### AIM
List every line in the records that contains the string "Query". Matching is case-sensitive.

** begin MATERIAL FOR THIS EXERCISE **

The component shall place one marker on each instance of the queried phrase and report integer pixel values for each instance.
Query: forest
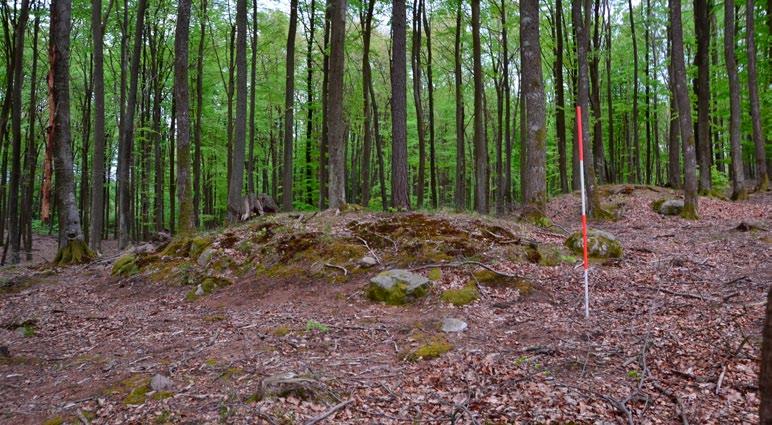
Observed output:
(194, 163)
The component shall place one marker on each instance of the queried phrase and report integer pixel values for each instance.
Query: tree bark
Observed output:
(337, 131)
(182, 103)
(762, 178)
(460, 192)
(684, 114)
(72, 248)
(480, 138)
(399, 176)
(289, 107)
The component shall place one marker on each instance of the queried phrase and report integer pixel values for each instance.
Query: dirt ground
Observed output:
(673, 337)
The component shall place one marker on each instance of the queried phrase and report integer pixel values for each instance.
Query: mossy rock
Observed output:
(600, 244)
(460, 297)
(431, 348)
(126, 266)
(397, 287)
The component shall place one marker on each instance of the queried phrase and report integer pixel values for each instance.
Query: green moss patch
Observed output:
(459, 297)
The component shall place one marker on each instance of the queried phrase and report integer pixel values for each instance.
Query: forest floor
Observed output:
(673, 336)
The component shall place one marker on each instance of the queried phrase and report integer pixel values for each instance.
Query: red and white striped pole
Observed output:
(584, 214)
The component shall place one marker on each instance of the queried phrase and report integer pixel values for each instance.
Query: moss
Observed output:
(74, 252)
(463, 296)
(431, 349)
(125, 266)
(162, 395)
(434, 274)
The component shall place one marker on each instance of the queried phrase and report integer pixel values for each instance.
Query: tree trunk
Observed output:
(127, 143)
(14, 228)
(535, 183)
(182, 103)
(738, 179)
(583, 89)
(337, 131)
(702, 30)
(399, 177)
(289, 106)
(199, 112)
(236, 183)
(72, 248)
(480, 138)
(762, 178)
(684, 114)
(460, 193)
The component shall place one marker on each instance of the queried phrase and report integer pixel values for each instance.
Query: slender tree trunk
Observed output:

** end MATERIAL FOR THIS EXERCISE **

### EXPECTED ANSWER
Query: forest
Query: tree bark
Query: dirt ground
Query: mossy rock
Query: green moss patch
Query: forest floor
Query: red and white striped pole
Query: moss
Query: tree trunk
Query: slender tree trunk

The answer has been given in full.